TEXTO DE ESTUDO —
---*---

É importante ficar alerta para:
- Sentimentos intensos como tristeza, raiva e sofrimento emocional,
- Histórico na família de suicídio,
- Violências,
- Transtornos mentais e uso de álcool e drogas,
- Apatia,
- Desinteresse,
- Desespero e desesperança em relação à vida,
- Distanciamento e isolamento afetivo,
- Falta de suporte e contato social,
- E interesse em meios para efetivar o ato suicida e/ou aquisição de materiais que possam ser utilizados para tirar a própria vida.
Além disto que expusemos acima, devemos nos atentar a pensamentos e atitudes que estão relacionados à exposição intencional, de forma consciente ou não, ao risco de contágio da COVID-19, levando em consideração o momento atual da crise pandêmica. Pode ser que a pessoa esteja desejando e/ou planejando intencionalmente se contaminar com a doença para que, assim, possa morrer.
O que fazer caso eu esteja passando por um momento crítico ou encontre alguém cometendo o ato suicida?
Se você é uma pessoa que está, neste momento, desejando morrer e não consegue enxergar outro fim para o seu sofrimento, você pode entrar em contato com algum profissional, pessoa amiga e/ou familiar ou ainda com o Centro de Valorização à Vida (CVV) discando 188.
Conversar e ser acolhido em seu sofrimento é importante. Dê voz à sua dor e permita ser ouvido. É compreensível que você se sinta sem chão, sem perspectivas, sozinho e incompreendido. Existem pessoas, profissionais, amigos e voluntários, dispostas a te acolher sem julgamentos.
Se você já faz algum tipo de acompanhamento psicológico e/ou psiquiátrico, ligue ou mande mensagem para o seu terapeuta. Expresse sua dor, fale das suas angústias e de como tem se sentido sem saída. Diga sobre seus pensamentos de morte e desesperança na vida. É importante que você possa partilhar isso para receber a ajuda e o suporte adequado.
Se você é próximo de alguém que tem pensado e expressado o desejo de morrer e sofre intensamente, procure acionar profissionais de saúde mental para que a pessoa possa ter acompanhamento e suporte. Caso você encontre a pessoa cometendo algum comportamento suicida, correndo risco imediato, acione o SAMU 192 e os familiares e profissionais que já estejam acompanhando a pessoa por ventura. É recomendável que a pessoa em risco não fique sozinha e que lhe seja garantido o atendimento adequado.

---*---

TRECHOS DE DADOS —
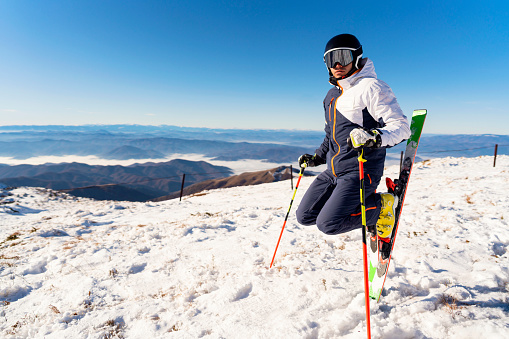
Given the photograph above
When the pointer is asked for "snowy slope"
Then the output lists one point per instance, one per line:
(78, 268)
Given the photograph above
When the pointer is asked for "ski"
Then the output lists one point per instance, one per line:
(380, 251)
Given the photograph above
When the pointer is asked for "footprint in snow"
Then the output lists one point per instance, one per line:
(243, 292)
(137, 268)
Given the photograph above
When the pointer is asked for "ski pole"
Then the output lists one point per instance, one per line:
(364, 247)
(288, 213)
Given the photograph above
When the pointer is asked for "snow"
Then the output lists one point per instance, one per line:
(76, 268)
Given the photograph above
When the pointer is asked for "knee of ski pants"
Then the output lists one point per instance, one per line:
(333, 227)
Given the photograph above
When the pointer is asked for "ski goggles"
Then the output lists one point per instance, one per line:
(341, 56)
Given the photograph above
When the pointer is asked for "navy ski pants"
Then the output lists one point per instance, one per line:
(334, 205)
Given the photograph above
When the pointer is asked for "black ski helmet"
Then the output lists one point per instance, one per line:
(348, 42)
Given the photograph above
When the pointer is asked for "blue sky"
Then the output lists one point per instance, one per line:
(246, 64)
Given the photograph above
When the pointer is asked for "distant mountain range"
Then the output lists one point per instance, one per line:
(124, 142)
(244, 179)
(78, 140)
(139, 182)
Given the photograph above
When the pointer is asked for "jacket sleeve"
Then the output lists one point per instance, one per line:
(383, 106)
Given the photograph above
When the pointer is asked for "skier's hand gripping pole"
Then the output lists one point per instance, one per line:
(364, 247)
(303, 166)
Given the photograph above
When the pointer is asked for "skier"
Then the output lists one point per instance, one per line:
(361, 112)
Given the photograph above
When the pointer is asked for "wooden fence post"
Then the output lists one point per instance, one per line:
(291, 175)
(495, 157)
(182, 188)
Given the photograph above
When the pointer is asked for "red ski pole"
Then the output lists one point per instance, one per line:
(364, 248)
(288, 213)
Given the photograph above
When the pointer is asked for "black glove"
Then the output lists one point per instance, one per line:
(310, 160)
(362, 138)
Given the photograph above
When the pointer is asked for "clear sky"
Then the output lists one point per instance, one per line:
(247, 64)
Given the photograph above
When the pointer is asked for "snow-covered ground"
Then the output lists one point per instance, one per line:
(78, 268)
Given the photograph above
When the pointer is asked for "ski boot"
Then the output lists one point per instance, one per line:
(387, 217)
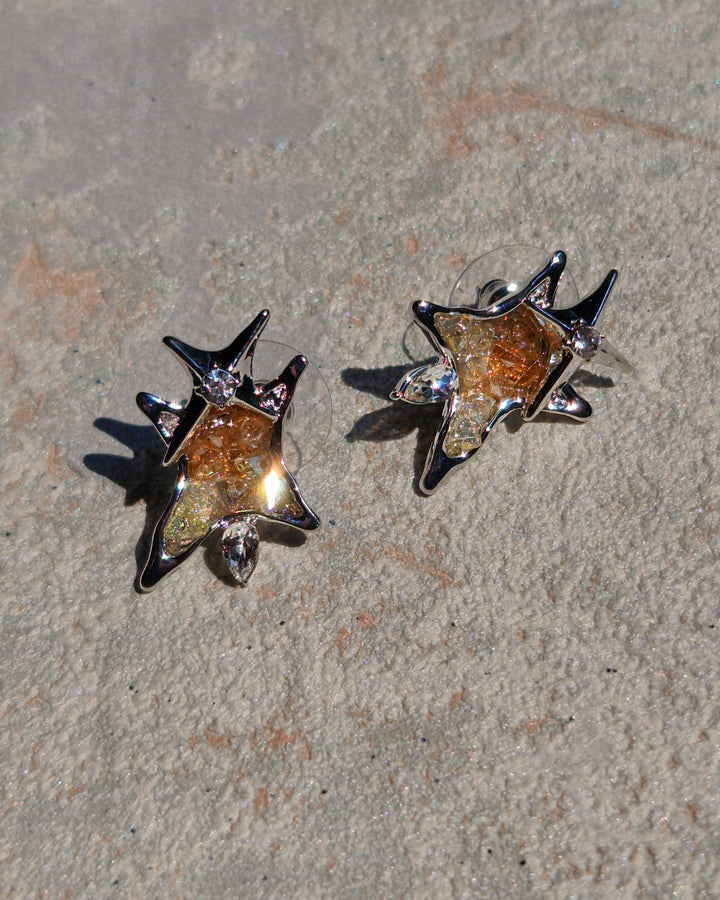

---*---

ORDEM DE SERVIÇO 1 — No texto sobre prevenção do suicídio, que número se deve discar para falar com o Centro de Valorização à Vida (CVV)?
ORDEM DE SERVIÇO 2 — Estenda o texto sobre prevenção do suicídio, começando logo depois da última frase.

RESPOSTA 1 — 188.

RESPOSTA 2 —
Prevenção e Posvenção: a necessidade de cuidado psicológico e emocional
Em tempos críticos que possuem tanto impacto sobre a saúde mental, não deixe de se cuidar. Procure se observar, perceber como tem se sentido e como as dificuldades sociais, políticas, econômicas e sanitárias derivadas da crise pandêmica têm afetado seu humor, seus desejos, seus pensamentos e seus comportamentos. Amplie o olhar sobre si mesmo, com afeto, atenção, respeito e cuidado.
Faça, na medida do possível, o que estiver ao seu alcance que lhe proporcione conforto e segurança. Pode ser uma comida gostosa, um momento relaxante de leitura, ouvir músicas, assistir um filme ou realizar meditações e exercitar sua espiritualidade, conversar com uma pessoa querida ou brincar com seu animal de estimação.
Se você não consegue reconhecer o que faz com que você se sinta mais confortável e seguro, experimente. Procure respirar fundo e aumentar sua atenção sobre si mesmo, buscando identificar suas sensações e compreendê-las de modo mais profundo e amplo. Permita-se descobrir pequenos cuidados consigo mesmo.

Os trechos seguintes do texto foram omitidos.